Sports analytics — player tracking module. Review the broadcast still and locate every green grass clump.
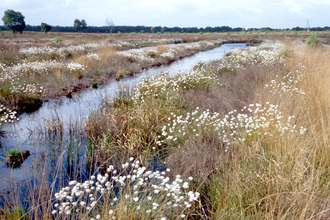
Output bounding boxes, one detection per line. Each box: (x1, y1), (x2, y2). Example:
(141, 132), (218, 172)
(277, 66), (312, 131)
(7, 148), (21, 157)
(305, 34), (322, 47)
(54, 37), (63, 44)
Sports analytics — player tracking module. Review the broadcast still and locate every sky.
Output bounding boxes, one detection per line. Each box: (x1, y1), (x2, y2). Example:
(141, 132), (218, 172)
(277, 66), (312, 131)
(0, 0), (330, 29)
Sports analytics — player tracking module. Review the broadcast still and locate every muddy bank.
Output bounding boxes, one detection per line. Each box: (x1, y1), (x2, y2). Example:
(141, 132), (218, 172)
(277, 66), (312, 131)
(0, 38), (262, 113)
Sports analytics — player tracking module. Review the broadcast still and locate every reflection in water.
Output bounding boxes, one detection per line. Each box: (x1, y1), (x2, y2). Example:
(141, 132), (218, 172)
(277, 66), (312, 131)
(0, 44), (246, 198)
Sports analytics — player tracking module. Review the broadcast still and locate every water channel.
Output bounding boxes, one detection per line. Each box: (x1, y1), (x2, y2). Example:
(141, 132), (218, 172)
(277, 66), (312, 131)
(0, 44), (246, 201)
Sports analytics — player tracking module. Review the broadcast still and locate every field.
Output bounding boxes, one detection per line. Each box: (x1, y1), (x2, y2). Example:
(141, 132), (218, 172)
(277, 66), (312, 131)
(0, 33), (330, 219)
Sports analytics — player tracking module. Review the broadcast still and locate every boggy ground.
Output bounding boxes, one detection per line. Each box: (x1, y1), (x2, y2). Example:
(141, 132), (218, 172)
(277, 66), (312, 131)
(0, 32), (327, 111)
(2, 36), (330, 219)
(0, 33), (255, 111)
(76, 44), (330, 219)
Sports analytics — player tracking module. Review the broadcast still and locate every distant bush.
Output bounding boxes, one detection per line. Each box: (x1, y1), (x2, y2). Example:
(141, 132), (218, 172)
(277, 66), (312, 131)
(54, 37), (63, 44)
(305, 34), (322, 47)
(305, 34), (322, 47)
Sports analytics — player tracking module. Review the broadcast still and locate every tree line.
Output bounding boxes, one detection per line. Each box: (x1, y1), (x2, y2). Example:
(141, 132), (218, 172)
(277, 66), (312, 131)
(0, 10), (330, 33)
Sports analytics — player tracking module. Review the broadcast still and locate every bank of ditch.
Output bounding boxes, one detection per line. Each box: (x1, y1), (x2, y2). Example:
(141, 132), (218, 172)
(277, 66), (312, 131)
(0, 36), (258, 112)
(3, 40), (330, 219)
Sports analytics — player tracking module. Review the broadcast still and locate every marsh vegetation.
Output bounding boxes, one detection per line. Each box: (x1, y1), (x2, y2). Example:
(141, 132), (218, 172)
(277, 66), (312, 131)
(1, 31), (330, 219)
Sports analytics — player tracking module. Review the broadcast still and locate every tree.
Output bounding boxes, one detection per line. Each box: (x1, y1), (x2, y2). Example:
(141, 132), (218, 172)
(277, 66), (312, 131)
(40, 22), (52, 33)
(105, 18), (115, 33)
(73, 19), (81, 31)
(2, 10), (25, 34)
(80, 19), (87, 31)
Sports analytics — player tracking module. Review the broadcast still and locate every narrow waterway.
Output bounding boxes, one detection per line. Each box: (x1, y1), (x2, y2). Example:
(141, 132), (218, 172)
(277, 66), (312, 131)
(0, 44), (246, 195)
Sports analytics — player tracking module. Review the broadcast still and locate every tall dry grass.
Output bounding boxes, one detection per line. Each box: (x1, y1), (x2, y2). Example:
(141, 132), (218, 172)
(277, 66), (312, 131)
(208, 46), (330, 219)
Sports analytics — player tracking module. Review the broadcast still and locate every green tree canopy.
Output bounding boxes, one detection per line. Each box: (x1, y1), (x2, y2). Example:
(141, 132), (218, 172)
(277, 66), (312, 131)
(2, 9), (25, 33)
(80, 19), (87, 30)
(73, 19), (87, 31)
(40, 22), (52, 33)
(73, 19), (81, 31)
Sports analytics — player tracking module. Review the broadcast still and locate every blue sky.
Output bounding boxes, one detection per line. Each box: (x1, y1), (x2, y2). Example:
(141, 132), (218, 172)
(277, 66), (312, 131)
(0, 0), (330, 28)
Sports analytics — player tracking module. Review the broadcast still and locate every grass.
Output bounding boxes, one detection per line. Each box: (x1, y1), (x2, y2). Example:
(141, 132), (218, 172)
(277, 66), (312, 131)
(3, 37), (330, 219)
(0, 33), (255, 111)
(7, 148), (21, 157)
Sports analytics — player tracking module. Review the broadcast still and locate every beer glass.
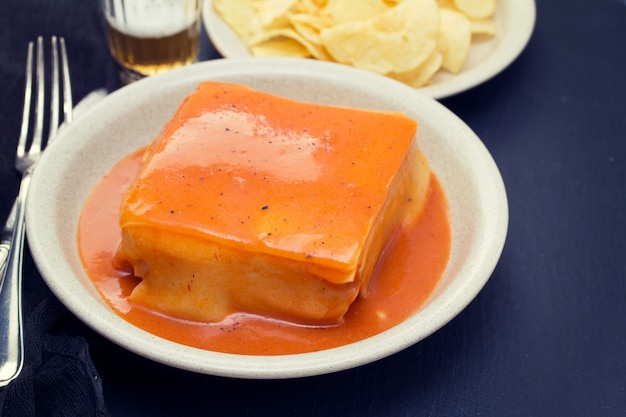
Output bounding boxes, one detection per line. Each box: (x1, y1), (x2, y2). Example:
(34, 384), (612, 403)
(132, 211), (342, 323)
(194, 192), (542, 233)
(102, 0), (202, 82)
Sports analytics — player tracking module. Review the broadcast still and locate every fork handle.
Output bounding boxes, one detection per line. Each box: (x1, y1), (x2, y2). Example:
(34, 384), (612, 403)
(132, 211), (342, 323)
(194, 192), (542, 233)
(0, 240), (11, 282)
(0, 170), (31, 387)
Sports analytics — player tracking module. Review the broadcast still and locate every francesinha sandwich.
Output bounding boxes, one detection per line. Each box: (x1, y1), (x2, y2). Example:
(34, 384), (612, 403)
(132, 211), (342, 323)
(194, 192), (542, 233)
(116, 82), (430, 325)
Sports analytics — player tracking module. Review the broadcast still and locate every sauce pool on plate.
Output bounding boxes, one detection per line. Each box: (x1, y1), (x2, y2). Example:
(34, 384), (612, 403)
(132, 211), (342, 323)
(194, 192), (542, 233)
(77, 150), (451, 355)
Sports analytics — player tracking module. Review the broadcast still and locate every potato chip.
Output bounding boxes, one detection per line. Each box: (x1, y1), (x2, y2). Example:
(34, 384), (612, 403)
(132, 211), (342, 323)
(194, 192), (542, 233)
(321, 0), (439, 74)
(287, 13), (331, 46)
(439, 8), (472, 74)
(453, 0), (496, 19)
(213, 0), (496, 87)
(250, 37), (311, 58)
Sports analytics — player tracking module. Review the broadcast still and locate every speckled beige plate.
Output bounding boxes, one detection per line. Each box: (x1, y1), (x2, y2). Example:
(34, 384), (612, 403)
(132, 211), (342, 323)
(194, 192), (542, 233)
(26, 59), (508, 378)
(203, 0), (536, 99)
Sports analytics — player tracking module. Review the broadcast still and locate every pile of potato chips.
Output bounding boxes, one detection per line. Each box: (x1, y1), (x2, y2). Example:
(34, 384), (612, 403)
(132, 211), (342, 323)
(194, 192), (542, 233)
(213, 0), (496, 87)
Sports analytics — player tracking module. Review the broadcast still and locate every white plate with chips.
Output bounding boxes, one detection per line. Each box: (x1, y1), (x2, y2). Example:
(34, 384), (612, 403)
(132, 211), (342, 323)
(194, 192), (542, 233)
(26, 58), (508, 379)
(203, 0), (536, 99)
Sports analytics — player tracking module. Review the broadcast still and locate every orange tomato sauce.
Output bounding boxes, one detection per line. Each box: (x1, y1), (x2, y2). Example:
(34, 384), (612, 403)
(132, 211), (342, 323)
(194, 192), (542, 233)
(77, 150), (451, 355)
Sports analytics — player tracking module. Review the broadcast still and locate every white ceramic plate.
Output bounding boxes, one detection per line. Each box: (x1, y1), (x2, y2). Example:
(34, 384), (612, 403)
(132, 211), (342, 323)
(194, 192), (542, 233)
(203, 0), (536, 99)
(26, 58), (508, 378)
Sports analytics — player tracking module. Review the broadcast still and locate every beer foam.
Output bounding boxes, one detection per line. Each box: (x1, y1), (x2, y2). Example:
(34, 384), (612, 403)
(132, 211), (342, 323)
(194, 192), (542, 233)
(104, 0), (199, 38)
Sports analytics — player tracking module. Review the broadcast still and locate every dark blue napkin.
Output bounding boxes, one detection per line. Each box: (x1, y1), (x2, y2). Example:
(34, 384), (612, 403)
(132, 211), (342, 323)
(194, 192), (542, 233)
(0, 0), (119, 417)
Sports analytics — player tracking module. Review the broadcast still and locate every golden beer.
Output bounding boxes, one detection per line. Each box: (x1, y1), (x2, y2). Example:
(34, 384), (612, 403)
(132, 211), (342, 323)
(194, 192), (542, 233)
(105, 0), (200, 79)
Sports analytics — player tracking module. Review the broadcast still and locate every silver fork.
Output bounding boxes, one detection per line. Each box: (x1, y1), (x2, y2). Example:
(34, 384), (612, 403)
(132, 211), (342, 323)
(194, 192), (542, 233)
(0, 36), (72, 387)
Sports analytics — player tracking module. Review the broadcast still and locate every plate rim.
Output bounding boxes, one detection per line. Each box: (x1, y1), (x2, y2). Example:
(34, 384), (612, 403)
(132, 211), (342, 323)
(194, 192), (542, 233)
(202, 0), (537, 100)
(26, 58), (508, 379)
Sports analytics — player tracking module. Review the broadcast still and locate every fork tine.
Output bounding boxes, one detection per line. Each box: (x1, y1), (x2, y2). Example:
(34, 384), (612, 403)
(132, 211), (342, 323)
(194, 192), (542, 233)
(48, 36), (59, 142)
(17, 42), (33, 157)
(30, 36), (45, 152)
(59, 38), (74, 123)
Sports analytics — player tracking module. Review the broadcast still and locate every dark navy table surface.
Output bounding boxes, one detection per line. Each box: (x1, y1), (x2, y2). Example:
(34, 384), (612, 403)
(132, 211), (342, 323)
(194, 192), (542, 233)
(0, 0), (626, 417)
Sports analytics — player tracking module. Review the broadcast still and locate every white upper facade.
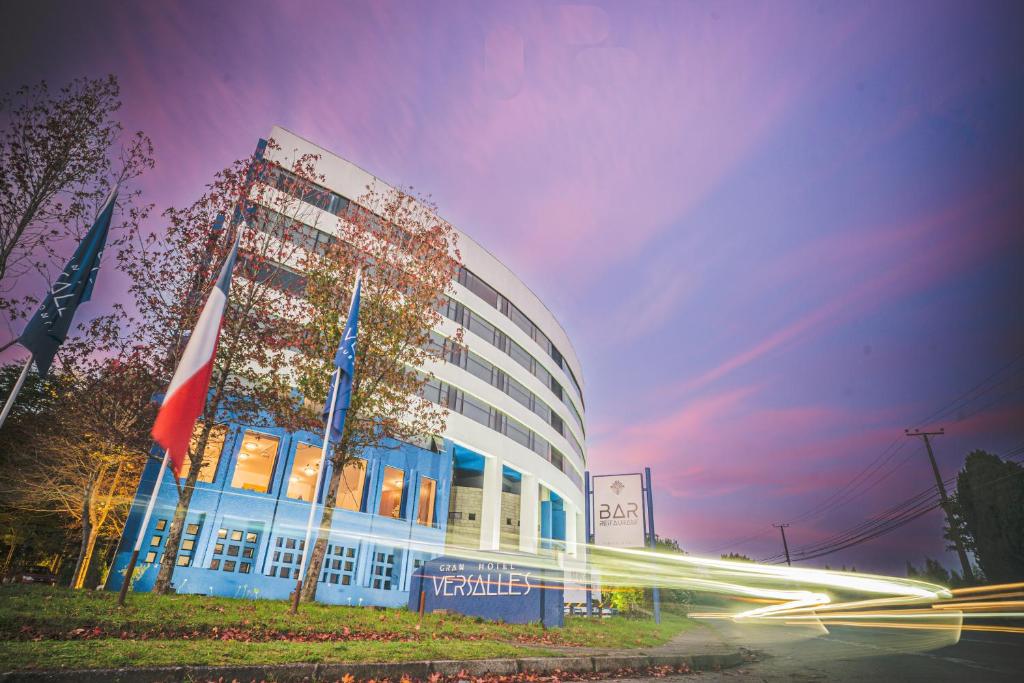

Task directions >> Count the lines of the listing that contain the string "dark", matching case exactly. Reply with the number alone.

Answer >> 2